### Records supplied ###

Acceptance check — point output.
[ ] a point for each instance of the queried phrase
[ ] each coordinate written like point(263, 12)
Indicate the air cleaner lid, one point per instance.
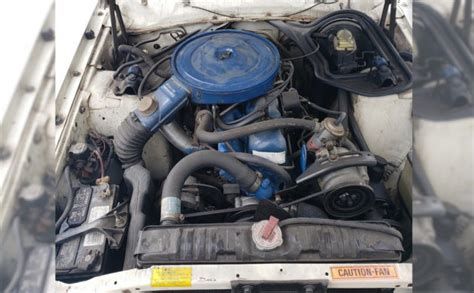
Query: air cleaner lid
point(226, 66)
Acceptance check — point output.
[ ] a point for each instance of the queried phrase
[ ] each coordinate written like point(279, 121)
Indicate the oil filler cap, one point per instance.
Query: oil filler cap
point(226, 66)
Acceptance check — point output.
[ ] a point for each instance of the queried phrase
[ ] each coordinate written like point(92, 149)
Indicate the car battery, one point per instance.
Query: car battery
point(86, 255)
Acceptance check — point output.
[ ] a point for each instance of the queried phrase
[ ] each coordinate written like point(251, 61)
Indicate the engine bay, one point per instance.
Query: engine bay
point(238, 142)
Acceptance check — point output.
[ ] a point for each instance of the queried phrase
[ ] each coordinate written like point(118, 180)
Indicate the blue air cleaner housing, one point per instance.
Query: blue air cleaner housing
point(226, 66)
point(220, 67)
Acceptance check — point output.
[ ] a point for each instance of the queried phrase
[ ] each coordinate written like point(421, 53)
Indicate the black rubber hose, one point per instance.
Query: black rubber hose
point(170, 202)
point(70, 199)
point(266, 164)
point(138, 180)
point(129, 141)
point(222, 125)
point(204, 123)
point(127, 49)
point(359, 138)
point(343, 103)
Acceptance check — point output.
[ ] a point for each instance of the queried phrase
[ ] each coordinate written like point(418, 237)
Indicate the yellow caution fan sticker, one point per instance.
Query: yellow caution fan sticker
point(364, 272)
point(171, 277)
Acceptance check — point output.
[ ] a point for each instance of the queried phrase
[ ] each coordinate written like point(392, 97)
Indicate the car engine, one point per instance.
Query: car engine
point(238, 142)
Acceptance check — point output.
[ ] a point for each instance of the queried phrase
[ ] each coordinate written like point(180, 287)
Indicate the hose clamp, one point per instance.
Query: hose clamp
point(256, 185)
point(170, 209)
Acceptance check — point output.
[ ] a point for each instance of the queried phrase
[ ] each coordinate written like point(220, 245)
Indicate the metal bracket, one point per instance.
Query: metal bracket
point(113, 225)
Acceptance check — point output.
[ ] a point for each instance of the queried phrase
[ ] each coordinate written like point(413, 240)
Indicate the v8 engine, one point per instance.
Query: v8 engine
point(255, 138)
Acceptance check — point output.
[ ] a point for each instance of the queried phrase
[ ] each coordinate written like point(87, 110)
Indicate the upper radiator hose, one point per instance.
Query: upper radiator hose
point(129, 141)
point(204, 123)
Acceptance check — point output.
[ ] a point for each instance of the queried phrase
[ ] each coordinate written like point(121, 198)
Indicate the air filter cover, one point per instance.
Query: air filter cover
point(226, 66)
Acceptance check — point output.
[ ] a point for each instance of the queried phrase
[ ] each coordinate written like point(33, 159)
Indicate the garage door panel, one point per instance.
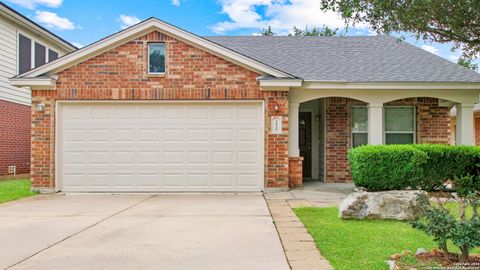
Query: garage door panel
point(161, 147)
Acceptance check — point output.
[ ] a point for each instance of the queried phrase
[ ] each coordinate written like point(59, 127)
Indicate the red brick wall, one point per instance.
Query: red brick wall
point(477, 128)
point(433, 126)
point(14, 137)
point(120, 74)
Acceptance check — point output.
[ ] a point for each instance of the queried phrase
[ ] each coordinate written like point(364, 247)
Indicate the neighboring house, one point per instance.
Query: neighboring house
point(453, 114)
point(23, 45)
point(157, 108)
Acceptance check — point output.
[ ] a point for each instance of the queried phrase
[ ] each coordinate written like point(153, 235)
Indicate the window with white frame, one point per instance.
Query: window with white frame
point(156, 58)
point(399, 124)
point(359, 125)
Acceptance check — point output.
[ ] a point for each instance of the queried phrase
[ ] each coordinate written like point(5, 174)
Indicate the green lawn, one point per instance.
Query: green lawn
point(360, 244)
point(14, 189)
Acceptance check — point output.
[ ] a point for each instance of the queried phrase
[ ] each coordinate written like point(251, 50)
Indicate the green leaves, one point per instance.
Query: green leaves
point(419, 166)
point(439, 223)
point(386, 167)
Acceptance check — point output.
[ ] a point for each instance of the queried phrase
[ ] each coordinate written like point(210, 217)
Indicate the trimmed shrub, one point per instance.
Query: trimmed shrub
point(386, 167)
point(421, 166)
point(446, 162)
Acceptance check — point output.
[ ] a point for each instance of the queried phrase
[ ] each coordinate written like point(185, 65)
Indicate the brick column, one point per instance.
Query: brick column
point(465, 130)
point(42, 164)
point(295, 172)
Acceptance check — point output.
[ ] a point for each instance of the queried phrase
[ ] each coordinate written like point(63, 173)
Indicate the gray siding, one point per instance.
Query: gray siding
point(9, 31)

###

▶ Problem to solve: Copy all of the entries above word for word, leaving out the pictures.

▶ Exercise output:
Acceptance check — point output.
[ ] a point for each instance of the queried phrase
[ ] each coordinate written like point(263, 12)
Indicate the air cleaner lid, one point per instance.
Query: air cleaner lid
point(226, 66)
Acceptance check — point output.
[ ] a point for each instance of the queried phrase
[ ] each coordinate written like point(279, 121)
Indicate the oil filler cap, one point per instance.
Query: oil filler cap
point(226, 66)
Acceptance check — point output.
[ ] a point for each instance of the queried phrase
[ ] each coordinate written like point(92, 149)
Indicate the car battery, one point per instance.
Query: car battery
point(86, 255)
Acceptance check — point output.
[ ] a point for each instance of the queried phrase
[ ] each coordinate written like point(251, 61)
Indicate the engine bay, one point per instance.
Query: engine bay
point(238, 142)
Acceptance check — point output.
[ ] a point for each instance of the queried phrase
[ ] each coordinate written like point(118, 180)
Indicate the blue air cleaner housing, one point per instance.
Query: blue air cleaner housing
point(226, 66)
point(220, 67)
Acceptance check — point output.
[ ] a point for each instance of the queried phrase
[ ] each coordinate written like point(421, 53)
Indicate the black rubber hose, one point per instance.
Query: black rubber hose
point(170, 202)
point(70, 199)
point(266, 164)
point(138, 180)
point(129, 141)
point(222, 125)
point(204, 123)
point(127, 49)
point(359, 138)
point(343, 103)
Acceptance check — point output.
[ ] a point for each instance of the queried phrase
[ ] each coordinate written like point(418, 237)
Indicate the yellow caution fan sticker, one point per instance.
Query: yellow caution fan sticker
point(364, 272)
point(171, 277)
Acceptance check — point output.
[ ] a point for each instance of the queried phrase
[ ] each coordinate written like point(392, 97)
Indicate the car engine, one point per instance.
Query: car engine
point(238, 142)
Acceptance check — point output.
[ ] a point for each instance of the queried phrase
[ ] each coordinate written like point(180, 287)
Indicate the hose clamp, one point per instance.
Query: hose clamp
point(256, 185)
point(170, 209)
Acceptance check — point output.
[ ] a point for each instance of the queried phrase
[ ] each coordinate written like point(220, 245)
Indicate the metal bracket, one point per instance.
Query: metal bracket
point(113, 225)
Acceptance check — point output.
[ ] a point for each instance of the queried phrase
[ ] each coordinate written like point(413, 240)
Indicate the v8 engine, one point per instance.
Query: v8 engine
point(255, 138)
Acceptance check — point output.
[ ] a point for each instance of the queried phrase
[ ] each coordinate written like point(87, 110)
Indicate the upper radiator hose, one point per instance.
Query: upper radiator hose
point(129, 141)
point(204, 123)
Acceptance check — point output.
[ ] a point for each instance of the queried phrase
[ ] each coordinate written like point(121, 198)
Indicate the air filter cover, one point per instance.
Query: air filter cover
point(226, 66)
Acceptance check — point output.
[ ] a point for each instance of the queried phrase
[ ] each coordinate written like point(33, 159)
Indicate the garage door panel, one point per instance.
Query: garage door panel
point(161, 147)
Acceptance check — point output.
[ ] a point for each instance of the queried phrase
[ ] each coordinate written like point(59, 127)
Indicate the red brick wall, one point per instance.
Query: red brick wall
point(477, 128)
point(433, 126)
point(14, 137)
point(120, 74)
Acceptance check — point output.
[ ] a point for each instance of the queried phrase
[ ] each coordinate written like point(364, 247)
Indicate the neighboring house, one point per instance.
Query: neighboring house
point(453, 114)
point(23, 45)
point(157, 108)
Acceptance check — point output.
[ ] a point for each instance of the queried phrase
[ ] each coordinate written like point(153, 235)
Indicate the window with white frame, one point per instance.
Query: window with white frame
point(156, 58)
point(399, 124)
point(359, 125)
Acceptance check — point output.
[ ] a point for each instance of the queried phrase
[ ] each coordinate written like point(5, 174)
Indicate the green lawn, one point per instance.
Query: green lawn
point(360, 244)
point(14, 189)
Acceptance check — point output.
[ ] a point for each instance of the queried phrase
[ ] each coordinate written like point(251, 50)
Indicate the green leaves, one point per instance.
Query: green leaves
point(419, 166)
point(439, 223)
point(386, 167)
Acceptance check — point output.
[ ] a point for each instance of the queried phrase
[ ] each coordinate written like point(210, 217)
Indicate the trimmed shrub, one point per instance.
Query: trimmed shrub
point(386, 167)
point(421, 166)
point(446, 162)
Acceptance check — point output.
[ ] a point for each instance of the queried phrase
[ ] each coordinate written like point(185, 65)
Indicate the brick column, one point per instance.
Query: brick column
point(465, 130)
point(42, 164)
point(295, 172)
Acceptance check — point output.
[ ] a point for each instance of the queried phrase
[ ] each coordinate written like point(63, 173)
Indicate the gray siding, one point per instance.
Query: gray siding
point(9, 31)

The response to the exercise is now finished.